What is being asked: Rewrite the lines of the data below starting at "[trace] yellow t-shirt" and ending at "Trace the outline of every instance of the yellow", changing "yellow t-shirt" to "orange t-shirt" and keeping everything else the same. Give only those lines.

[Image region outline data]
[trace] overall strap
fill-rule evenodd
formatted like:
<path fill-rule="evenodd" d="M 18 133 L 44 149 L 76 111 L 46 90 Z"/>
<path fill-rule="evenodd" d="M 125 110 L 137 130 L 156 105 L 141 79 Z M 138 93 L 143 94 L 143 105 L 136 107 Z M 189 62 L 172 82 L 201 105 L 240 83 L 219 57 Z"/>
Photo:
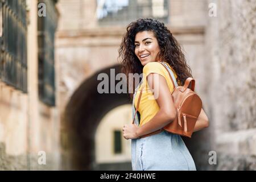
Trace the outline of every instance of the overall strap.
<path fill-rule="evenodd" d="M 143 87 L 142 86 L 142 89 L 141 89 L 141 92 L 140 92 L 140 93 L 139 93 L 139 98 L 138 98 L 138 100 L 137 106 L 136 106 L 136 110 L 135 110 L 135 111 L 134 116 L 134 117 L 133 117 L 133 124 L 134 123 L 134 121 L 135 121 L 136 114 L 137 114 L 138 109 L 139 108 L 139 102 L 141 102 L 141 96 L 142 95 L 142 91 L 143 91 Z"/>

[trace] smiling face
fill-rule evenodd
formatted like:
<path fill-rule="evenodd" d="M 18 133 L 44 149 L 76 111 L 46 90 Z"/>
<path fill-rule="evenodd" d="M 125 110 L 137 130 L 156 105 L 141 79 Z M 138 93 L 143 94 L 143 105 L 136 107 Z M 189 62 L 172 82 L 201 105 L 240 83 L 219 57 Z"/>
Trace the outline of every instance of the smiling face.
<path fill-rule="evenodd" d="M 138 32 L 135 38 L 135 53 L 144 66 L 149 62 L 156 61 L 160 52 L 158 42 L 152 31 Z"/>

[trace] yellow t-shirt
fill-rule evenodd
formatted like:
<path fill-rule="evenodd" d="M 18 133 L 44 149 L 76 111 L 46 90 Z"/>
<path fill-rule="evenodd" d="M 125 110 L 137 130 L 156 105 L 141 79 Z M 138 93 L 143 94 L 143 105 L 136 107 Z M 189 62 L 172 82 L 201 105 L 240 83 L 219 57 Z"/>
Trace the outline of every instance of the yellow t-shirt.
<path fill-rule="evenodd" d="M 167 63 L 169 68 L 172 70 L 175 78 L 177 78 L 177 75 L 174 69 L 171 67 L 169 64 L 166 62 L 166 63 Z M 150 119 L 153 118 L 159 110 L 159 107 L 158 103 L 155 99 L 154 99 L 154 95 L 150 89 L 148 83 L 146 81 L 146 77 L 151 73 L 158 73 L 166 78 L 171 93 L 174 89 L 174 86 L 172 85 L 172 82 L 168 71 L 161 63 L 158 62 L 150 62 L 144 66 L 143 69 L 143 82 L 138 89 L 138 91 L 134 98 L 134 105 L 136 106 L 137 105 L 138 100 L 139 98 L 139 93 L 141 90 L 142 86 L 143 86 L 141 102 L 139 102 L 139 108 L 138 109 L 138 111 L 141 114 L 139 126 L 142 126 L 150 121 Z"/>

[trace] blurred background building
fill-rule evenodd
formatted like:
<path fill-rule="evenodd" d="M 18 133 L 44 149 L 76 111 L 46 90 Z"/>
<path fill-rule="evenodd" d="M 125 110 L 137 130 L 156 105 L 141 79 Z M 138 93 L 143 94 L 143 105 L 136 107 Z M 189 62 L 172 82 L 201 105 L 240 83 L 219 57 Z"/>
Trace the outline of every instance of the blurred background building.
<path fill-rule="evenodd" d="M 97 77 L 120 72 L 126 26 L 146 17 L 181 44 L 209 118 L 184 139 L 197 169 L 256 169 L 255 9 L 253 0 L 1 1 L 0 169 L 131 169 L 122 134 L 131 101 L 98 93 Z"/>

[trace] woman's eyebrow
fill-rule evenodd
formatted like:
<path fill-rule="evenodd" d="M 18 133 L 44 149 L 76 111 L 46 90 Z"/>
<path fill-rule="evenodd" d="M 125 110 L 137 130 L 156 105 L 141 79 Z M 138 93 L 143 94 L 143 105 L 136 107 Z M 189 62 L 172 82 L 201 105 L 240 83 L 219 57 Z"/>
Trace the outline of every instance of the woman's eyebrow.
<path fill-rule="evenodd" d="M 151 38 L 146 38 L 146 39 L 144 39 L 143 40 L 142 40 L 142 42 L 145 41 L 145 40 L 147 40 L 147 39 L 151 39 L 151 40 L 153 40 L 153 39 L 151 39 Z M 138 43 L 139 42 L 138 42 L 138 41 L 135 41 L 135 43 Z"/>

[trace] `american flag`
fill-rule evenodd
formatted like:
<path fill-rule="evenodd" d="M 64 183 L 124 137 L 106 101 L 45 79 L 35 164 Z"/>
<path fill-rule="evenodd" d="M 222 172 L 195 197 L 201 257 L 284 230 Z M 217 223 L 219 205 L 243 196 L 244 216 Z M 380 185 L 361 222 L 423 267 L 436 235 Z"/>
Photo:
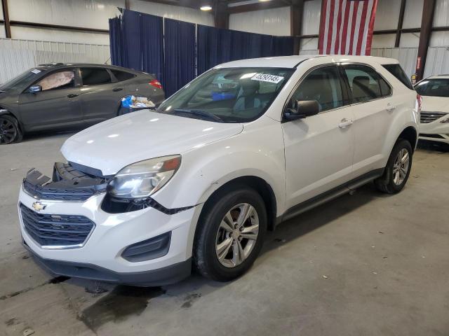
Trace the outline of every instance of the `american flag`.
<path fill-rule="evenodd" d="M 370 55 L 377 0 L 323 0 L 320 54 Z"/>

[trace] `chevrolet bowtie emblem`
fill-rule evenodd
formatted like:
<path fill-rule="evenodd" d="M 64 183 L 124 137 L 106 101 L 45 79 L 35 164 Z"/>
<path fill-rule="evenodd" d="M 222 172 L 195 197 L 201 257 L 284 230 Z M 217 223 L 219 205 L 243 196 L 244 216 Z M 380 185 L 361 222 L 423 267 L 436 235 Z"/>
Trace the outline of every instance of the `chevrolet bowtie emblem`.
<path fill-rule="evenodd" d="M 45 208 L 47 207 L 46 205 L 43 204 L 40 202 L 35 202 L 34 203 L 33 203 L 32 206 L 33 206 L 33 209 L 36 211 L 40 211 L 41 210 L 43 210 Z"/>

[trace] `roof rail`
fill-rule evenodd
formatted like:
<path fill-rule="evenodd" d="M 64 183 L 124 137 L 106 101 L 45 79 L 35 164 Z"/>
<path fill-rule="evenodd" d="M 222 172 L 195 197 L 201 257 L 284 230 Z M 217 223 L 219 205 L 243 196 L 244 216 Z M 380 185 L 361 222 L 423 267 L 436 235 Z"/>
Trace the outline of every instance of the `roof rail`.
<path fill-rule="evenodd" d="M 39 66 L 58 66 L 60 65 L 64 65 L 64 63 L 43 63 L 39 64 Z"/>

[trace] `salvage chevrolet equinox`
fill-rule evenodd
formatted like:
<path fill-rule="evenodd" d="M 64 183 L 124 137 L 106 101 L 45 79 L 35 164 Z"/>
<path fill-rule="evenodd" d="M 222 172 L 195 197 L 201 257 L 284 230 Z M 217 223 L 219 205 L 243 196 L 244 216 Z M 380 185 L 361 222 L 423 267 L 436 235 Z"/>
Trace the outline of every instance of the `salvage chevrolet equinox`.
<path fill-rule="evenodd" d="M 70 137 L 51 177 L 29 172 L 23 244 L 56 274 L 154 286 L 194 266 L 233 279 L 282 220 L 370 181 L 403 189 L 420 109 L 404 78 L 373 57 L 218 65 L 154 111 Z"/>

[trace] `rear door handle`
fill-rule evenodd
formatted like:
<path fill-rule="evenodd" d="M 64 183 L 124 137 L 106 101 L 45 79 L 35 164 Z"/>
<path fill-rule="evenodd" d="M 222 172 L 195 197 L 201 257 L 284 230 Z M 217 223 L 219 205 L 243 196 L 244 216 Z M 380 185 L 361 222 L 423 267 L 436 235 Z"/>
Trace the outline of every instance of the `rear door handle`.
<path fill-rule="evenodd" d="M 346 118 L 344 118 L 343 119 L 342 119 L 342 121 L 340 122 L 340 124 L 338 124 L 338 127 L 340 128 L 346 128 L 348 127 L 349 126 L 351 126 L 352 125 L 352 120 L 349 120 L 349 119 L 347 119 Z"/>

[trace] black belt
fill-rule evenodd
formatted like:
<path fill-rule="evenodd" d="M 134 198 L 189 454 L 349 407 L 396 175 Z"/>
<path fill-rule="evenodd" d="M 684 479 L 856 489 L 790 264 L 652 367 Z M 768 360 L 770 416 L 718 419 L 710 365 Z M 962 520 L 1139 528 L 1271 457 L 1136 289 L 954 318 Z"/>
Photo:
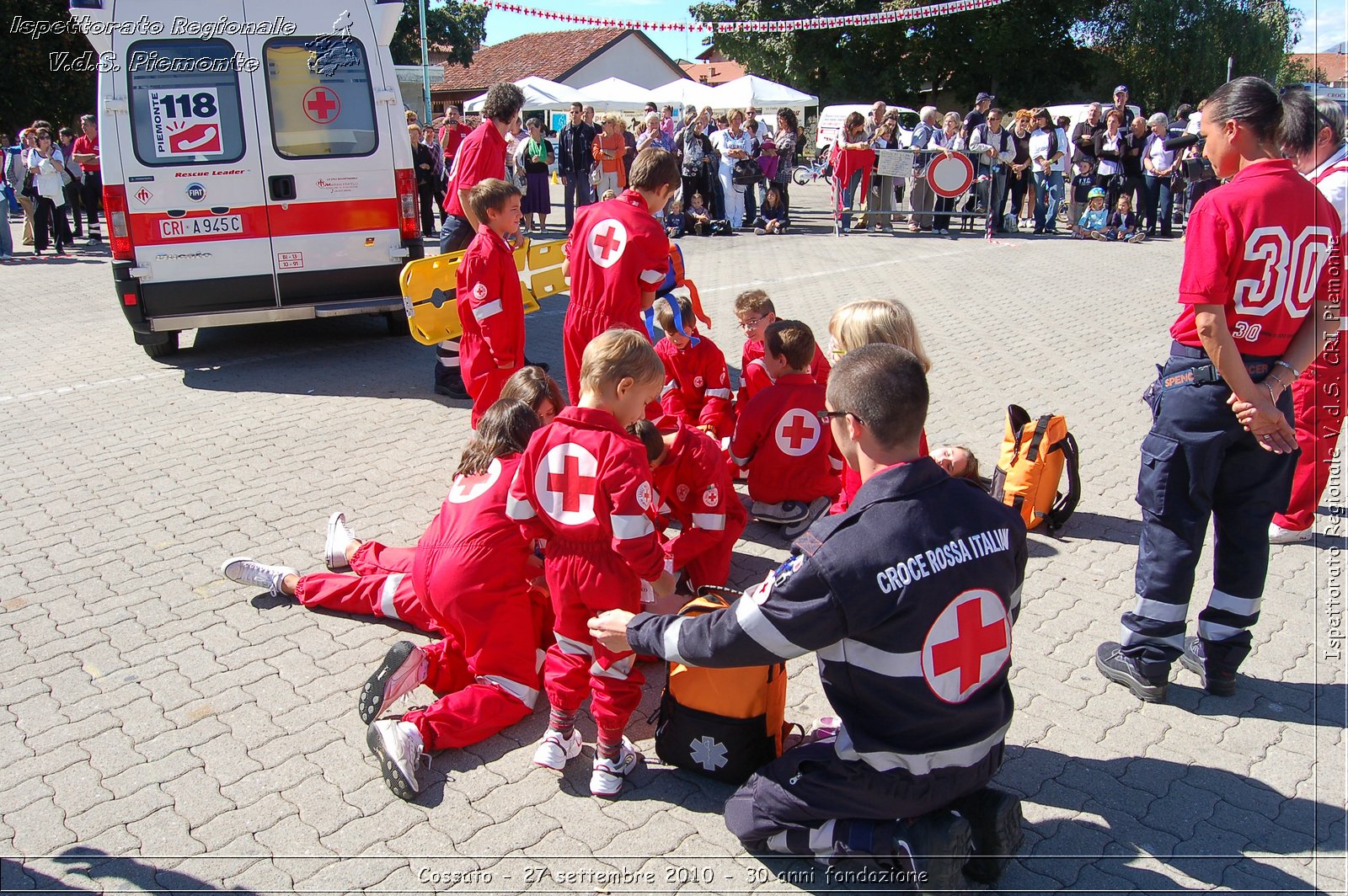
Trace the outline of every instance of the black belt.
<path fill-rule="evenodd" d="M 1267 361 L 1246 361 L 1246 371 L 1255 383 L 1268 376 L 1270 369 L 1273 369 L 1273 365 Z M 1178 389 L 1184 385 L 1208 385 L 1221 381 L 1221 375 L 1217 372 L 1216 364 L 1200 364 L 1184 371 L 1175 371 L 1174 373 L 1166 373 L 1161 377 L 1161 388 Z"/>

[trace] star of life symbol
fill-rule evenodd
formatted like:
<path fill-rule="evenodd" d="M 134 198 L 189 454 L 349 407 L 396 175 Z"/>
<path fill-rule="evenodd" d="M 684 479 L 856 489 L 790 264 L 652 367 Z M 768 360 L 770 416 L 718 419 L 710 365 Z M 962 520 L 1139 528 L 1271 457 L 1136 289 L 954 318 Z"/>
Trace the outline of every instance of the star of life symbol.
<path fill-rule="evenodd" d="M 547 516 L 562 525 L 594 519 L 599 461 L 574 442 L 554 445 L 534 474 L 534 494 Z"/>
<path fill-rule="evenodd" d="M 687 749 L 692 760 L 709 772 L 729 761 L 725 759 L 725 744 L 710 737 L 694 737 Z"/>
<path fill-rule="evenodd" d="M 922 678 L 946 703 L 962 703 L 1011 659 L 1011 621 L 985 589 L 956 597 L 922 644 Z"/>
<path fill-rule="evenodd" d="M 623 257 L 627 248 L 627 228 L 617 218 L 604 218 L 585 237 L 585 251 L 590 260 L 601 268 L 611 268 Z"/>
<path fill-rule="evenodd" d="M 783 454 L 805 457 L 818 445 L 820 431 L 820 418 L 809 411 L 791 408 L 776 422 L 774 438 Z"/>
<path fill-rule="evenodd" d="M 468 504 L 487 493 L 501 476 L 501 462 L 492 458 L 485 473 L 474 476 L 456 476 L 454 484 L 449 486 L 450 504 Z"/>

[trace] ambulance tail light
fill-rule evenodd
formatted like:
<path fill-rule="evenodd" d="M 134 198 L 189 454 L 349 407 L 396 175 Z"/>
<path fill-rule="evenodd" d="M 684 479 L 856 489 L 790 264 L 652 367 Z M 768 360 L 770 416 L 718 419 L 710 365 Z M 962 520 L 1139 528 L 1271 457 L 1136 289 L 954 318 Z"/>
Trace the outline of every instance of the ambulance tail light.
<path fill-rule="evenodd" d="M 108 238 L 112 241 L 113 261 L 135 261 L 136 247 L 131 241 L 131 221 L 127 214 L 127 187 L 104 185 L 102 212 L 108 217 Z"/>
<path fill-rule="evenodd" d="M 411 168 L 394 171 L 398 185 L 398 232 L 404 240 L 421 237 L 421 224 L 417 221 L 417 174 Z"/>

Task solution:
[trace] orange t-shirt
fill-rule evenodd
formatted like:
<path fill-rule="evenodd" d="M 18 133 L 44 149 L 76 111 L 46 90 Z"/>
<path fill-rule="evenodd" d="M 125 110 L 137 130 L 156 105 L 141 79 Z M 138 93 L 143 94 L 143 105 L 136 107 Z M 189 62 L 172 82 L 201 105 L 240 83 L 219 57 Z"/>
Trace the outline of every instance of the orange t-shirt.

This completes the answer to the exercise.